El sismo me sorprendió justo en la puerta de mi casa. Debido a que la alarma advirtió del movimiento con escasos dos segundos de anticipación, a penas tuve tiempo para recorrer uno de los peldaños de la escalera del edificio; en un vano intento por evacuar el lugar.

Fue tan fuerte el vaivén que preferí regresar al departamento antes que aventurar fortuna en las escaleras. Hasta ese momento, a pesar de la sorpresa, no sentí miedo. Fue hasta que estuve en la zona “de menor riesgo” cuando tuve tiempo de pensar y, entonces sí, de temer.

Los últimos tres años de mi vida trabajé con un sismólogo y con una socióloga del riesgo. He visto infinidad de fotografías, vídeos y documentos de emergencias y desastres ocurridos a lo largo y ancho del planeta. Por lo que creí haber desarrollado cierta tolerancia a los mismos: una efecto similar al de los paramédicos que pueden mantener cierta calma indiferente frente a los accidentes más estrepitosos.

Sin embargo, mientras veía caer algunos cuadros de las paredes y escuchaba sonar las alarmas de los automóviles, hice conciencia de que la alarma prácticamente no había sonado. La lógica indicaba que el epicentro no provenía de la remota costa del pacífico sino, a juzgar por la fuerza del sismo, de la vuelta de la esquina. Darme de cuenta de ello instaló de golpe una certeza en mi mente: “¡SE VA A CAER LA CIUDAD!”

Dos veces escuché la frase en mi cabeza  y, mientras el eco de la misma aún sonaba en mi interior, vino a mi la imagen de mi familia y entonces tuve miedo: Sentí el frío vacío que provoca la incertidumbre en la boca del estómago y sentí el suelo hundirse bajo mis pies. Pensé que mi casa podía caerse, pero lo que me causaba mayor pesadumbre era el destino de mis seres queridos.

Filas de datos:
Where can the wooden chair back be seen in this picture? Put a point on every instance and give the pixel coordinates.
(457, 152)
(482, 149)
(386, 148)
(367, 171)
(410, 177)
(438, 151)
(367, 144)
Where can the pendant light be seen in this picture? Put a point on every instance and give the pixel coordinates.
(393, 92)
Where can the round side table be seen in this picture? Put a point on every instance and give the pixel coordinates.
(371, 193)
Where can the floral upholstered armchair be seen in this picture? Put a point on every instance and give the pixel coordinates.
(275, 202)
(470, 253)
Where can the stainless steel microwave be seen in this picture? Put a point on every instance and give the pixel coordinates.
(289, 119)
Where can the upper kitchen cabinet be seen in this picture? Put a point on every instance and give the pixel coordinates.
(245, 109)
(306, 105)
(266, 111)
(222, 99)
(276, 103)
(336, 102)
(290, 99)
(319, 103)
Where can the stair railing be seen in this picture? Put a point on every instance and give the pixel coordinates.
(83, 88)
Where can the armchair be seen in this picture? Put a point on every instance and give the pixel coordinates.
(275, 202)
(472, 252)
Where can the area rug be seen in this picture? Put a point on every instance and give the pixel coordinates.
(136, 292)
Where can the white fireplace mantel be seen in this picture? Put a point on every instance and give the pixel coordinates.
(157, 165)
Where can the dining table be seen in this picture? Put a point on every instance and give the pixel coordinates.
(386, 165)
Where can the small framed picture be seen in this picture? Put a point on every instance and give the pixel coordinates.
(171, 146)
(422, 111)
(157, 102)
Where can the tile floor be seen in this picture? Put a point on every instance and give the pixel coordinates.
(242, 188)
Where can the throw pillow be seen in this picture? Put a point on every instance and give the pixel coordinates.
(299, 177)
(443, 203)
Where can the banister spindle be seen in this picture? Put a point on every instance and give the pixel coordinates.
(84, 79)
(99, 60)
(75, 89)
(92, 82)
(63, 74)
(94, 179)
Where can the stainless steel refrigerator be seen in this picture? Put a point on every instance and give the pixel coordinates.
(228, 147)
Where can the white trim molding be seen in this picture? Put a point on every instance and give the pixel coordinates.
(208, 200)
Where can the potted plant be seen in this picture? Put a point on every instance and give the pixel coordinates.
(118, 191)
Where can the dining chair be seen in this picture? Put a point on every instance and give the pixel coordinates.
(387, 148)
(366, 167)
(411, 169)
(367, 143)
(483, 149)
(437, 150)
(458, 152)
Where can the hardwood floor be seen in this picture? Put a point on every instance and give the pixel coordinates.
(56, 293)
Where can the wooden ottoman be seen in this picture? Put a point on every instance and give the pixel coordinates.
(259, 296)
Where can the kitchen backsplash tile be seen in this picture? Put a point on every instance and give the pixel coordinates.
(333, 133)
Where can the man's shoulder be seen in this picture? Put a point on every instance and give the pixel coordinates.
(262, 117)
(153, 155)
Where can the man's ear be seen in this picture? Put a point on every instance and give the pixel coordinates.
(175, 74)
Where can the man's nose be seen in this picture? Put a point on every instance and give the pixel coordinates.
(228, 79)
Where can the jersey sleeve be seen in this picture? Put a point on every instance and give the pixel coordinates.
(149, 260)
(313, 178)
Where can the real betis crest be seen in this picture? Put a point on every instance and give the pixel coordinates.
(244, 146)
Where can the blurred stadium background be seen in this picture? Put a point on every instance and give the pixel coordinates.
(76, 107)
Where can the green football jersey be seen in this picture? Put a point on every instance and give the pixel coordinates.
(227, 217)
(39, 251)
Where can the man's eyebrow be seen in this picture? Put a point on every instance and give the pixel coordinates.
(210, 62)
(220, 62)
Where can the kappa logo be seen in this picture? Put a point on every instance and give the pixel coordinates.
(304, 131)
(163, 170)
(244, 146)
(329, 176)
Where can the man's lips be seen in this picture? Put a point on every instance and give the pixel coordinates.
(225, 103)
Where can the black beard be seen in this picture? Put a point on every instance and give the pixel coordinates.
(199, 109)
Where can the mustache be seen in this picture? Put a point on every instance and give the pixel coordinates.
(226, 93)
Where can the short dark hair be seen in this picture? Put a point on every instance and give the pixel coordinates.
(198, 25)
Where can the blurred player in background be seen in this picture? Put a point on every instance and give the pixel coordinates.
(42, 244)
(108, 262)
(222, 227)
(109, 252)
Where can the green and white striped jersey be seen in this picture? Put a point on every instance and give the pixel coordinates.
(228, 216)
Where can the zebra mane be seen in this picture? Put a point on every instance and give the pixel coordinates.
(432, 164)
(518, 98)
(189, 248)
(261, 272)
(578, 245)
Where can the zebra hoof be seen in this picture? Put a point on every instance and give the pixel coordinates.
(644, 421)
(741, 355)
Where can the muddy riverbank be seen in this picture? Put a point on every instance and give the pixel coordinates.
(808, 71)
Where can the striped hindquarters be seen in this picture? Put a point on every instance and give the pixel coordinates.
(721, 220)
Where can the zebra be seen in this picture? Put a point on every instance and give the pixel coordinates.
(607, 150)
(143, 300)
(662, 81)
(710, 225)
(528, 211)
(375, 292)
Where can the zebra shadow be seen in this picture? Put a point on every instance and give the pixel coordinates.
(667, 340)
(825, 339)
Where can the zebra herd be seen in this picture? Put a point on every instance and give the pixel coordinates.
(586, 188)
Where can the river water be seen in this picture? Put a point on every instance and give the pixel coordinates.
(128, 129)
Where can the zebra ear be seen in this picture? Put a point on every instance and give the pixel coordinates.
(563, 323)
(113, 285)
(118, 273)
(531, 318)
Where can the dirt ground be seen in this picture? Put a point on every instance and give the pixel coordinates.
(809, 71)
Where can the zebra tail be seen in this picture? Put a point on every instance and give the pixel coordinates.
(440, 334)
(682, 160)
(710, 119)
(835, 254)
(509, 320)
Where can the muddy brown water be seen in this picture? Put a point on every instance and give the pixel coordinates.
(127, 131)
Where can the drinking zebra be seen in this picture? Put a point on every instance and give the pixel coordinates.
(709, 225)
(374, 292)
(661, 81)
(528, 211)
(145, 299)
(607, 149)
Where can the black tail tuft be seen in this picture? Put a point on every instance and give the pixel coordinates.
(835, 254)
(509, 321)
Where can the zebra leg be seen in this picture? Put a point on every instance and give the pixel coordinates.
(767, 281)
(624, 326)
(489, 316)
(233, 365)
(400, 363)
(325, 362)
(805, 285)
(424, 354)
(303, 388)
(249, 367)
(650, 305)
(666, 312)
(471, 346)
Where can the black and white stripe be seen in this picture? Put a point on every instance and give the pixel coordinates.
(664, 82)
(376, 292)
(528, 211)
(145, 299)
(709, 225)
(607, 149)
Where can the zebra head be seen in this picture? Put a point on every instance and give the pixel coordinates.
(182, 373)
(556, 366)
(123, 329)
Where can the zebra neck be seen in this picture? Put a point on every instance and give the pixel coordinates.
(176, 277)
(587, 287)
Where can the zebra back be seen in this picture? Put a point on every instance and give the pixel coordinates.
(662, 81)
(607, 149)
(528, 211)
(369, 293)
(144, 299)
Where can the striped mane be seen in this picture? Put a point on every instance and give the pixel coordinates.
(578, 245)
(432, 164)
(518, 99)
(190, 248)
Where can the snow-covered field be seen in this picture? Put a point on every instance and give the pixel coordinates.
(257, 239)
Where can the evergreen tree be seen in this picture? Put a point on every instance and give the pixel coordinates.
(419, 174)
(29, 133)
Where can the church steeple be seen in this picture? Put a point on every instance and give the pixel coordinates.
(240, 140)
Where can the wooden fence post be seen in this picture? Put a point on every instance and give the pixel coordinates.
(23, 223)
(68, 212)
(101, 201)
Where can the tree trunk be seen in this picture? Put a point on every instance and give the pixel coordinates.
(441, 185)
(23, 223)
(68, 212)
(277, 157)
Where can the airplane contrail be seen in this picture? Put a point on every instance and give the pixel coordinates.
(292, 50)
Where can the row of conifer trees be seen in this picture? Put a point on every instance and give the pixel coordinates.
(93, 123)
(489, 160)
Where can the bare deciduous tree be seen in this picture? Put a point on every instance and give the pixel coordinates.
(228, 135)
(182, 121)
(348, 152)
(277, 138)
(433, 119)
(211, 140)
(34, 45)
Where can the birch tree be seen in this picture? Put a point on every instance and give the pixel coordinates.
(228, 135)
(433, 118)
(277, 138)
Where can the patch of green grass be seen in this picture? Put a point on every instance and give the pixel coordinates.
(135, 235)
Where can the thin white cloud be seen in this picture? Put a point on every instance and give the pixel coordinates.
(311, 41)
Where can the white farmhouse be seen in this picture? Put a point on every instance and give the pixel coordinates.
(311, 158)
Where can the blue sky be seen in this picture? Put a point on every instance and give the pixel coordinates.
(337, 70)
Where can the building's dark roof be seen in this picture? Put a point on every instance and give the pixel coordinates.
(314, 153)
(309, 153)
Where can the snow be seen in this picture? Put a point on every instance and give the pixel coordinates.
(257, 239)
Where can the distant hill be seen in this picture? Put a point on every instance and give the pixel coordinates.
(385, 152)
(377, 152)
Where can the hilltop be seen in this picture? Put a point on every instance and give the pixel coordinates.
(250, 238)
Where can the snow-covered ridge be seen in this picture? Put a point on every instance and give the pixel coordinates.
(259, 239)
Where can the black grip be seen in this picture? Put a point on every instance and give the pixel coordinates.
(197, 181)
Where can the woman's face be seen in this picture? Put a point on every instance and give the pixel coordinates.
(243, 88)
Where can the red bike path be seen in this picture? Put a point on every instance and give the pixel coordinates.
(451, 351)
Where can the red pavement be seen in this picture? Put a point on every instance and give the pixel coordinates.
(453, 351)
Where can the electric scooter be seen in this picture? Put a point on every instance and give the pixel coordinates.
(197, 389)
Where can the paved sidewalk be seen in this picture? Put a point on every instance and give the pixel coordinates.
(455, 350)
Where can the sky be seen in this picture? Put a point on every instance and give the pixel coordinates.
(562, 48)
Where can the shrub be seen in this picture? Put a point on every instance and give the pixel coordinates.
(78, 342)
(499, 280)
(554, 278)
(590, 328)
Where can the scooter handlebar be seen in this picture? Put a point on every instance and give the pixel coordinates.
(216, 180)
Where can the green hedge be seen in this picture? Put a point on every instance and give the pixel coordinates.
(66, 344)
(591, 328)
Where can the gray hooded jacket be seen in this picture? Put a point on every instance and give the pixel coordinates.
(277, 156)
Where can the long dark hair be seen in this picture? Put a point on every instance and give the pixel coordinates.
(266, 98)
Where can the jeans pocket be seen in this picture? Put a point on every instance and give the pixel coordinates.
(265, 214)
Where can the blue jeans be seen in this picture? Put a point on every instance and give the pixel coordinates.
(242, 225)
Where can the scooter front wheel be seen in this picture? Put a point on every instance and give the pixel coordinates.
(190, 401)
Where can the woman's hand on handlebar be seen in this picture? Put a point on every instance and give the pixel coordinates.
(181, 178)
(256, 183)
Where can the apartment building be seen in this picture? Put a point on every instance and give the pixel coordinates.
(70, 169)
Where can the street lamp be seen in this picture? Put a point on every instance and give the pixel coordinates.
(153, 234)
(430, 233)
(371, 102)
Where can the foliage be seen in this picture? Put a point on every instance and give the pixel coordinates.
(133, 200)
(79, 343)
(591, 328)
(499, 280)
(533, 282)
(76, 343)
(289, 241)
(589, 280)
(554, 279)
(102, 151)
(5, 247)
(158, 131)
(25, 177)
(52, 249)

Tareas y ejercicios:
1: Según la página, ¿son ciertas las afirmaciones (a), (b) y (c)? Responde sí o no a cada una y cita literalmente las palabras de la página que lo deciden. (a) La alarma avisó del movimiento con unos diez segundos de anticipación. (b) Quien narra trabajó sus últimos tres años con un sismólogo y una socióloga del riesgo. (c) Quien narra sintió miedo mientras recorría los peldaños de la escalera.
2: Indica cuántas líneas de las filas contienen la cadena "covered". Responde solo con el número.

Soluciones por tarea:
1:
(a) No: "con escasos dos segundos de anticipación".
(b) Sí: "Los últimos tres años de mi vida trabajé con un sismólogo y con una socióloga del riesgo."
(c) No: "Hasta ese momento, a pesar de la sorpresa, no sentí miedo."

2: 2